SUPPLIED MATERIAL:
+ + +

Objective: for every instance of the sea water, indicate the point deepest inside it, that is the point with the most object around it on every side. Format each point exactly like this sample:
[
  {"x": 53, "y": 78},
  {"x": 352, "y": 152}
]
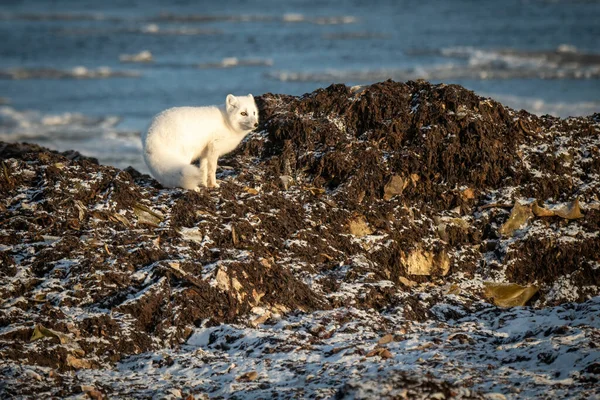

+ + +

Although the records hold pictures, return only what remains, word for word.

SOLUTION:
Objective: for every instance of the sea water, indicate the point deepest inside it, that is the point with the most object around it on every side. Format each point exactly like this sample:
[
  {"x": 53, "y": 78},
  {"x": 352, "y": 152}
]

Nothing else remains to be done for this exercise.